Give back the material below verbatim, leaving out the pictures.

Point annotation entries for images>
--------------------
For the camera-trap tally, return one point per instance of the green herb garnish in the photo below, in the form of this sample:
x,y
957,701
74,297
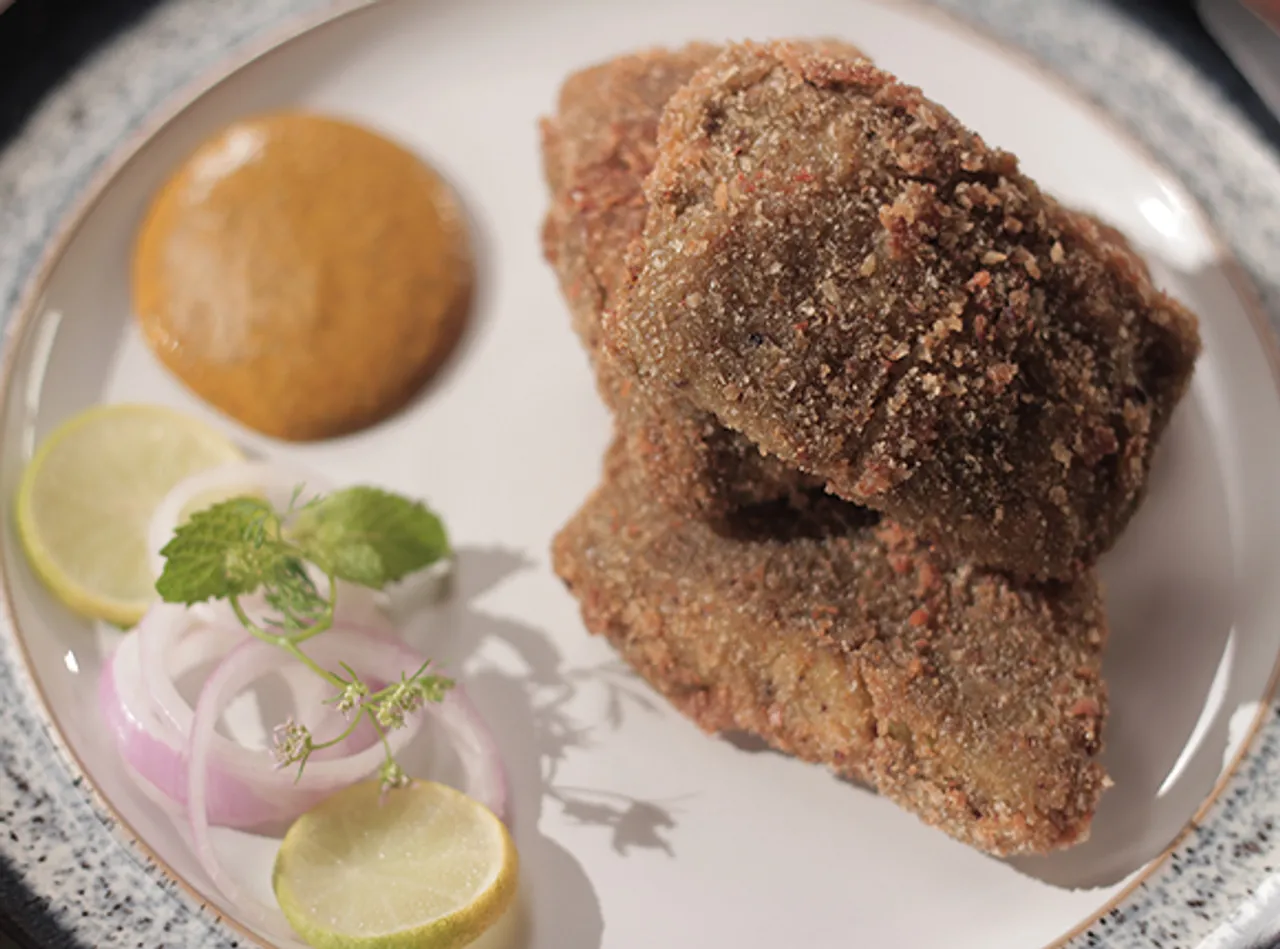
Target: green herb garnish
x,y
364,535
--------------------
Correct response>
For the camera-trap tally, return one point per instance of the green herb garnish in the photo below, in the form of this sample:
x,y
957,701
74,297
Target: green herb garnish
x,y
364,535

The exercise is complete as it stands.